* INFORMATION SHOWN *
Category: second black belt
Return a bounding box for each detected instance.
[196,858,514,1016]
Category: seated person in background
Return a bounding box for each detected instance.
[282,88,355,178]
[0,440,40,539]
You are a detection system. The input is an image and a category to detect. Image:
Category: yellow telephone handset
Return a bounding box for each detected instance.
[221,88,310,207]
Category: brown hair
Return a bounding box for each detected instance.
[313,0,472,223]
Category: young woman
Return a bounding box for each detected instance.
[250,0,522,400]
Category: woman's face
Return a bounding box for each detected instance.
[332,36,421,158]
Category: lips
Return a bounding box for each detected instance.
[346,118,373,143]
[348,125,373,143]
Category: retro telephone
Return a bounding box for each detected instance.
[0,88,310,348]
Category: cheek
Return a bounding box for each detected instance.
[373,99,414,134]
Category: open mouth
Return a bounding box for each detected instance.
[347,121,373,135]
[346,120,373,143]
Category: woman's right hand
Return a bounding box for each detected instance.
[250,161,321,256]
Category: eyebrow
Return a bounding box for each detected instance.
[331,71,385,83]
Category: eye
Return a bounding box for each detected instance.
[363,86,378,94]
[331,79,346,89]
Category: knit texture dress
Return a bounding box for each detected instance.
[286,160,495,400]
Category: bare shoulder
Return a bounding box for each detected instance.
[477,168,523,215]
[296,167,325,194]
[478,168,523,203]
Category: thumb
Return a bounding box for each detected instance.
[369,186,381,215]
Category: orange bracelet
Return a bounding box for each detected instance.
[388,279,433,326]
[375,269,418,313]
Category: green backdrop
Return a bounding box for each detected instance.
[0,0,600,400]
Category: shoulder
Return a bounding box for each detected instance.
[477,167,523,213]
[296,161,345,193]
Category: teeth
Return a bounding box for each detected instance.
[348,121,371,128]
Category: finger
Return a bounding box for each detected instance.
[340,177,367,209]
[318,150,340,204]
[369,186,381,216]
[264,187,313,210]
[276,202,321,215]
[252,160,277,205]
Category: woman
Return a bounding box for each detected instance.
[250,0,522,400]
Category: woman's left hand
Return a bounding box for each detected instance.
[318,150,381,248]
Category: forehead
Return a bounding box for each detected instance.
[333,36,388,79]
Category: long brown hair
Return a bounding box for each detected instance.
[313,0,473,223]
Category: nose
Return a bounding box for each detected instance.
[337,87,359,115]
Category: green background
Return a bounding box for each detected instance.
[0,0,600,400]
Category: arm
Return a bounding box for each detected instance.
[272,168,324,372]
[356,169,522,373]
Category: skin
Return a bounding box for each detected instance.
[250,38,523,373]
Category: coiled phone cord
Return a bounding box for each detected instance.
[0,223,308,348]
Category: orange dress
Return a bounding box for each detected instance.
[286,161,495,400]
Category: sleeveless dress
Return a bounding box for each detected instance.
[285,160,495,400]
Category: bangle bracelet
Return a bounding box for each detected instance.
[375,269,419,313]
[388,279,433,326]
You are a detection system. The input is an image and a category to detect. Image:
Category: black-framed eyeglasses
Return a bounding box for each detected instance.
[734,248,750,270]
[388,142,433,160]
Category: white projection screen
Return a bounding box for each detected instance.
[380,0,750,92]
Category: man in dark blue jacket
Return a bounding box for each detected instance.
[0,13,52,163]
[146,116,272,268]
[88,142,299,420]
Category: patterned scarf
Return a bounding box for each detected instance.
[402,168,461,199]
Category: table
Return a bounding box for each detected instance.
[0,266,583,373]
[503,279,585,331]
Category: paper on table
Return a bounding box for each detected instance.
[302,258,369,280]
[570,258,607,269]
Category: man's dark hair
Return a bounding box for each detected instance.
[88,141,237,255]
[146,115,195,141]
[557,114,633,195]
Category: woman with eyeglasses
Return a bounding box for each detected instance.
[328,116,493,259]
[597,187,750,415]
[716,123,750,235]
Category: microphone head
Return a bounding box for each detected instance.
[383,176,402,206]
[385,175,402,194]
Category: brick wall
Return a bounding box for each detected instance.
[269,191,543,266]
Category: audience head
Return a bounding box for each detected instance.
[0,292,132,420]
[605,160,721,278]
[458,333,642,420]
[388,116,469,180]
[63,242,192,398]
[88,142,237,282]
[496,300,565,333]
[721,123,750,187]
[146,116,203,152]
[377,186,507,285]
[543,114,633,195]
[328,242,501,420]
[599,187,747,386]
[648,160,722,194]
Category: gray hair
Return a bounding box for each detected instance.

* SET EXERCISE *
Reproduce every one of the entries above verbatim, line for line.

* SOLUTION TO THE PROBLEM *
Category: second black belt
Return a bounding box for each detected instance.
[196,858,514,1016]
Category: seated person in background
Return a bounding box for each detected instance.
[282,88,355,178]
[0,440,40,539]
You are a detection system. The input is an image and a category to detect. Image:
Category: yellow telephone handset
Return a bounding box for each detected instance.
[221,88,310,207]
Category: brown hair
Return a bounding box for each detected instance.
[313,0,472,223]
Category: young woman
Return a bounding box for each detected instance.
[250,0,522,400]
Category: woman's face
Return a bounding box for each detected instance.
[332,36,421,158]
Category: lips
Return a bounding box for each detected instance.
[346,118,373,143]
[348,125,373,143]
Category: retro telephone
Return a bounding box for each detected instance.
[0,88,310,348]
Category: cheek
Return a bounding box for each detected instance.
[373,99,414,134]
Category: open mouth
Return a bounding box for each detected instance.
[347,121,373,135]
[346,120,373,143]
Category: woman's right hand
Return a bounding box for each detected instance.
[250,161,321,256]
Category: eyebrow
Return a bounding box for each detected instance.
[331,71,385,83]
Category: eye
Return a bounding box for each detected instance.
[363,86,378,94]
[331,79,346,89]
Category: knit texture dress
Return a bounding box for each detected instance.
[286,160,495,400]
Category: bare shoulder
Return a bounding box for each detected instance.
[477,168,523,215]
[296,167,325,194]
[478,168,523,203]
Category: thumb
Return a bounding box for each detected instance.
[369,186,381,215]
Category: orange bracelet
Return a bounding box for each detected instance.
[388,279,433,326]
[375,269,418,313]
Category: green backdrop
Return a bounding box for each detected instance.
[0,0,600,400]
Category: shoulder
Return a bounding box for each detected instance.
[477,167,523,213]
[296,161,345,193]
Category: teeth
Return a bounding box for each detected instance.
[348,121,371,128]
Category: finger
Return a bounding box for each detected instance.
[340,177,367,209]
[318,150,340,204]
[369,186,381,216]
[264,187,313,210]
[276,202,321,215]
[252,160,277,205]
Category: woman
Return a bounding box for each detected instance.
[250,0,522,400]
Category: woman's left hand
Return a bounding box for each detected instance.
[318,150,381,248]
Category: forehead
Return a bounding box for each detected instance.
[333,36,388,79]
Category: long brown hair
Return a bounding box for each detected instance.
[313,0,473,223]
Category: nose
Return a bounding box for each detected instance.
[337,87,359,115]
Category: green background
Return a bounding box for each detected instance.
[0,0,600,400]
Category: arm
Return a bounding box for each detected instance.
[272,168,324,372]
[356,169,522,373]
Category: skin
Return a bounding box for each detected instance.
[250,38,523,373]
Category: coiled phone cord
Return a bounding box for each detected instance.
[0,223,308,348]
Category: orange dress
Return a bounding box for each detected instance.
[286,161,495,400]
Category: sleeveless dress
Return a bounding box for each detected instance.
[285,160,495,400]
Category: bangle bracelet
Return a bounding box for each detected instance.
[375,269,419,313]
[388,279,433,326]
You are a detection system. The input is an image and a category to detect. Image:
Category: black-framed eyeglasses
Return a bounding box for each detected instance.
[734,248,750,270]
[388,142,433,160]
Category: white projection screen
Return a bounding box for each detected instance.
[380,0,750,92]
Category: man in dark blue jacket
Return a bounding box for each detected instance.
[0,13,52,163]
[146,116,272,268]
[88,142,299,420]
Category: patterned scarf
Return a bounding box for each detected instance.
[402,168,461,199]
Category: table
Return a bounding box for each detected instance.
[0,266,583,373]
[503,279,585,331]
Category: paper on table
Return a bounding box for each detected instance.
[302,258,369,280]
[570,258,607,269]
Category: man's dark hair
Return a bounding box for each detected instance.
[88,141,237,255]
[146,115,195,141]
[557,114,633,195]
Category: woman with eyeglasses
Return a bounding box for each detected instance.
[328,116,493,259]
[597,187,750,415]
[716,123,750,235]
Category: microphone head
Return a bounding box for each detected instance.
[383,176,402,206]
[385,175,402,194]
Category: brick wall
Return a bounding box for each detected instance.
[269,191,543,266]
Category: audience head
Return a bounding box for each detected instance.
[0,292,132,420]
[605,160,721,278]
[458,333,642,420]
[388,116,469,180]
[63,242,192,398]
[88,142,237,282]
[496,300,565,333]
[721,123,750,187]
[146,116,203,152]
[377,186,507,285]
[543,114,633,195]
[328,242,501,420]
[599,187,747,386]
[648,160,722,194]
Category: gray hair
Return a bounding box for each detected instance.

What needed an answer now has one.